The End of Silos - Building Organizations Fit for Purpose
If organizations need to learn anything today it’s how to overcome silos. Silos are the number one enemy of productivity and competitiveness, especially in digital transformation. They also seriously threaten the quality of life of employees. An article by former Navy Seal Chris Fussell ‘The battlefield experience that made me realize the danger of silos and isolated teams’ is a dramatic illustration of this danger.
Why are so many organizations still plagued with all the drawbacks of silos? Because they still adopt a worldview that is out of synch with our times and the new digital age. They fail to understand the complexity of humans interacting with one another, even in digital ways.
In order to navigate complexity, organizations must shift from the obsolete, Newtonian worldview of individual, separate and hierarchical parts. What is the direction they need to adopt? Working towards a systemic and interdependent network. This kind of organization is founded on principles of continuous learning, continuous improvement and continuous innovation.
The new organization for complexity: coordination not functional reporting
We know that the current hierarchical/functional model is inadequate. It creates artificial barriers and does not allow a true understanding of the organization as a series of recurring and non-recurring activities. An organizational structure should therefore be designed to facilitate the orderly management of sets of activities that are continuously created, coordinated, cross-functional, and that evolve in time. There is a precise name for this in English: projects.
A project is exactly this: a network of interdependencies created to achieve in a well- defined time frame a precise goal. A project is a system with a precise duration. A company viewed as a system is therefore a network of projects, and the orderly creation and timely completion of these projects should accomplish the stated goal of the network.

Provided data:
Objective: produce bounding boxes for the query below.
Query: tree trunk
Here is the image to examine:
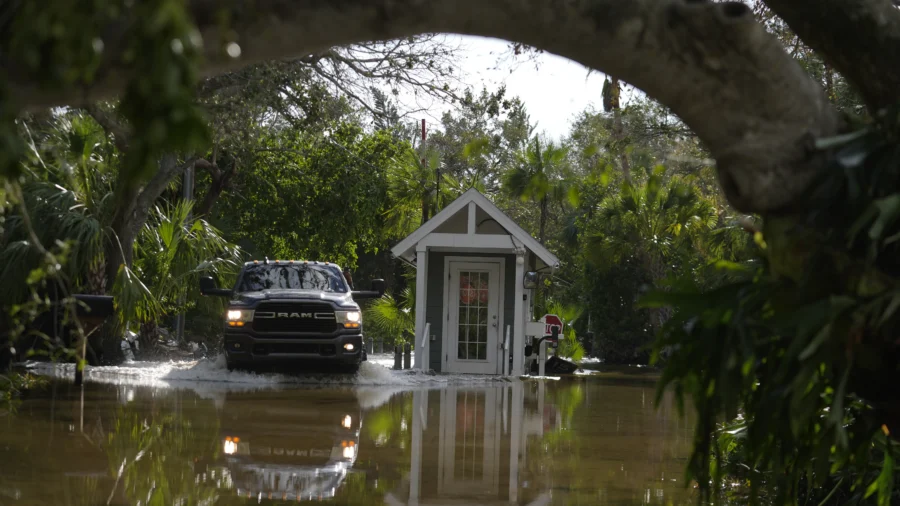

What to work on: Copy the piece on overcoming organizational silos from above word for word, from its title to its final sentence.

Answer to this task:
The End of Silos - Building Organizations Fit for Purpose
If organizations need to learn anything today it’s how to overcome silos. Silos are the number one enemy of productivity and competitiveness, especially in digital transformation. They also seriously threaten the quality of life of employees. An article by former Navy Seal Chris Fussell ‘The battlefield experience that made me realize the danger of silos and isolated teams’ is a dramatic illustration of this danger.
Why are so many organizations still plagued with all the drawbacks of silos? Because they still adopt a worldview that is out of synch with our times and the new digital age. They fail to understand the complexity of humans interacting with one another, even in digital ways.
In order to navigate complexity, organizations must shift from the obsolete, Newtonian worldview of individual, separate and hierarchical parts. What is the direction they need to adopt? Working towards a systemic and interdependent network. This kind of organization is founded on principles of continuous learning, continuous improvement and continuous innovation.
The new organization for complexity: coordination not functional reporting
We know that the current hierarchical/functional model is inadequate. It creates artificial barriers and does not allow a true understanding of the organization as a series of recurring and non-recurring activities. An organizational structure should therefore be designed to facilitate the orderly management of sets of activities that are continuously created, coordinated, cross-functional, and that evolve in time. There is a precise name for this in English: projects.
A project is exactly this: a network of interdependencies created to achieve in a well- defined time frame a precise goal. A project is a system with a precise duration. A company viewed as a system is therefore a network of projects, and the orderly creation and timely completion of these projects should accomplish the stated goal of the network.